- **TEXT**:
+--

Princess Sundarī Nandā of Shakya, also known simply as Sundarī, was the daughter of King Suddhodana and Queen Mahapajapati Gotami. She was the half-sister of Siddhartha Gautama, who later became a Buddha. She became a nun after the enlightenment of her half-brother and became an arhat. She was the foremost among bhikkhunis in the practice of jhana (total meditative absorption). She lived during the 6th century BCE in what is now Bihar and Uttar Pradesh in India.

==Early years==
When she was born, Princess Nandā was lovingly welcomed by her parents: Her father was King Śuddhodana, also the father of Siddhartha; her mother was Mahaprajapati. Mahaprajapati was the second wife of Suddhodana and the younger sister of his first wife, the late Queen Maya. Nanda's name means joy, contentment, pleasure, and was named as her parents were especially joyous about the arrival of a newborn baby. Nanda was known in her childhood for being extremely well-bred, graceful and beautiful. To disambiguate her from Sakyans by the same name, she was also known as "Rupa-Nanda," "one of delightful form," sometimes "Sundari-Nanda," "beautiful Nanda." Since Her beauty sparkled day by day she was later named as "Janapada Kalyani".
Over time, many members of her family, the family of the Sakyans of Kapilavastu, left the worldly life for the ascetic life, inspired by the enlightenment of their Crown Prince Siddhartha. Amongst them was her brother Nanda, and her cousins Anuruddha and Ananda, who were two of the Buddha's five leading disciples.
According to therigatha she was to get married with her own brother Nanda but before their wedding he had to enter into monastic life.

Her mother, was the first Buddhist nun, having asked the Buddha to allow women into the sangha. As a result of this, many other royal Sakyan ladies, including Princess Yasodharā, the wife of Siddhartha became Buddhist monastics. Thereupon, Nanda also renounced the world, but it was recorded that she did not do it out of confidence in the Buddha and the dharma, but out of blood love for her relatives and a feeling of belonging.

==Renunciation==
It soon became obvious that Nanda was not fully focused on her life as a nun. Nanda's thoughts were mainly directed centred on her own beauty and her popularity with the people, characteristics which were the karma of meritorious actions in past lives. These karmic traits became impediments to Nanda, since she neglected to reinforce them with new actions. She felt guilty that she was not fulfilling the lofty expectations that others had of her, and that she was far from the objective for which so many of the Sakyan royal family had renounced their worldly life. She was certain that the Buddha would censure her, so she evaded him for a long time.

+--

- **RAW RECORDS**:

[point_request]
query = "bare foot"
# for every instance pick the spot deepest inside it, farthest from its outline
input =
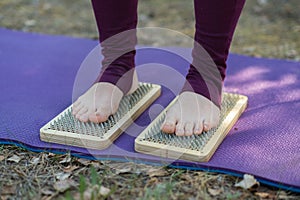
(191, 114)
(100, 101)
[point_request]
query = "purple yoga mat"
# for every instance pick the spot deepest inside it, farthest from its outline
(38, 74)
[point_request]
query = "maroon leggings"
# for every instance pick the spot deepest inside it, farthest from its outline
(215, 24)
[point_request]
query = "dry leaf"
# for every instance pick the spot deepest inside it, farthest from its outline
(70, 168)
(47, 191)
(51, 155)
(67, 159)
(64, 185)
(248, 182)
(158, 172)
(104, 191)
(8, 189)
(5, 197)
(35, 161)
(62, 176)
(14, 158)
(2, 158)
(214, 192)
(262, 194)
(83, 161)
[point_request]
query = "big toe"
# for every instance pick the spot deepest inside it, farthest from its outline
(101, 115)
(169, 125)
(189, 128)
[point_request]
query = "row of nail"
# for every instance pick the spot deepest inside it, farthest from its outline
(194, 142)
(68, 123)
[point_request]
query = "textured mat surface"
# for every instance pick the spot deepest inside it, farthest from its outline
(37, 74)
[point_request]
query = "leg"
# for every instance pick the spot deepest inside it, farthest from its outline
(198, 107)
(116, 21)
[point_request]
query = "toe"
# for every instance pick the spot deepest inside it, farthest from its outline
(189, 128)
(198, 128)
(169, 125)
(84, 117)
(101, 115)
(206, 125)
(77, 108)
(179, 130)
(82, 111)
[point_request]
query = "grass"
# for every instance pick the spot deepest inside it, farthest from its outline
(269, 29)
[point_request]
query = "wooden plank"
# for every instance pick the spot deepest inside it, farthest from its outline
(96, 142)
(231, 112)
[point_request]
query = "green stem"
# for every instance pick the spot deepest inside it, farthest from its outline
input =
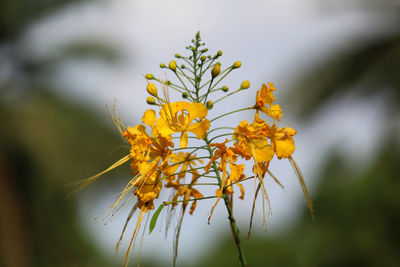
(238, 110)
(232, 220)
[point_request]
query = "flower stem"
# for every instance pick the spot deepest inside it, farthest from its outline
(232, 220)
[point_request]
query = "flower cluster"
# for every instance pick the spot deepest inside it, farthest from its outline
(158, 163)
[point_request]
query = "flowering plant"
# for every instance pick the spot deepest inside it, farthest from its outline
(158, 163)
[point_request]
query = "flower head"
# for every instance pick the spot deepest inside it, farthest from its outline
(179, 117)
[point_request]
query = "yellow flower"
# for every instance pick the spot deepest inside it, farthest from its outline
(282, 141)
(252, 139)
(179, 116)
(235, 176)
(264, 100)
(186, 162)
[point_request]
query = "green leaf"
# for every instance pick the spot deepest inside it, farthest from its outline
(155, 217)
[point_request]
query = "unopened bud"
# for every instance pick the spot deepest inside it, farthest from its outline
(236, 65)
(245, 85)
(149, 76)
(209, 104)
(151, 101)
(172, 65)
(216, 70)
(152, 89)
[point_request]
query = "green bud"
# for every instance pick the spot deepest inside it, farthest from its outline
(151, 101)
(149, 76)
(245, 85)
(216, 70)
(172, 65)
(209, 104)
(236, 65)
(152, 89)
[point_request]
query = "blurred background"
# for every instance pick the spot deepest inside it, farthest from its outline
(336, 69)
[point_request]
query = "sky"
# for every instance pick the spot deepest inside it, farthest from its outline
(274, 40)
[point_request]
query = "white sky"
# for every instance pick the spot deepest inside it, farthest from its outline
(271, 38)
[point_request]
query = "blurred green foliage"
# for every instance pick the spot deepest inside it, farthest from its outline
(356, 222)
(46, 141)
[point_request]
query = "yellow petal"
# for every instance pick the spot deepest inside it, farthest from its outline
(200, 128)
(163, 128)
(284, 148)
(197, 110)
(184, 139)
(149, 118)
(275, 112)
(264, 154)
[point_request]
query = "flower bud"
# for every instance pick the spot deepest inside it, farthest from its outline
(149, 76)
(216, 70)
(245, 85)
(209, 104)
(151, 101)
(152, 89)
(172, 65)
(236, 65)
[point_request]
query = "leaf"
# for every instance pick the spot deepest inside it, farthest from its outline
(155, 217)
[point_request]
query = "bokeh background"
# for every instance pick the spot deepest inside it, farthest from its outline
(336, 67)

+--

- **YOUR TASKS**:
[1] In the Sundarī Nandā text, begin at the words "Over time, many" and retype everything up to and including "feeling of belonging.".
[2] According to the Sundarī Nandā text, what does Nanda's name mean?
None of the material is needed here.

- **RESULTS OF THE TASKS**:
[1]
Over time, many members of her family, the family of the Sakyans of Kapilavastu, left the worldly life for the ascetic life, inspired by the enlightenment of their Crown Prince Siddhartha. Amongst them was her brother Nanda, and her cousins Anuruddha and Ananda, who were two of the Buddha's five leading disciples.
According to therigatha she was to get married with her own brother Nanda but before their wedding he had to enter into monastic life.

Her mother, was the first Buddhist nun, having asked the Buddha to allow women into the sangha. As a result of this, many other royal Sakyan ladies, including Princess Yasodharā, the wife of Siddhartha became Buddhist monastics. Thereupon, Nanda also renounced the world, but it was recorded that she did not do it out of confidence in the Buddha and the dharma, but out of blood love for her relatives and a feeling of belonging.

[2] Joy, contentment, pleasure.